AIM OF THE EXERCISE - Copy out the data below word for word, leaving out any images.

RECORDED DATA -
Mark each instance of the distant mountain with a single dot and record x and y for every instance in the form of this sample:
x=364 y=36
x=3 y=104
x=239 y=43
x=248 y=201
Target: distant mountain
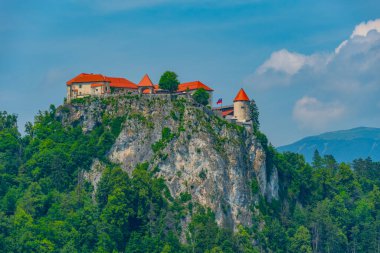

FINISHED ANSWER -
Mark each instance of the distant mountain with a single dot and record x and y for every instance in the form of this sample:
x=364 y=36
x=3 y=104
x=239 y=43
x=248 y=201
Target: distant mountain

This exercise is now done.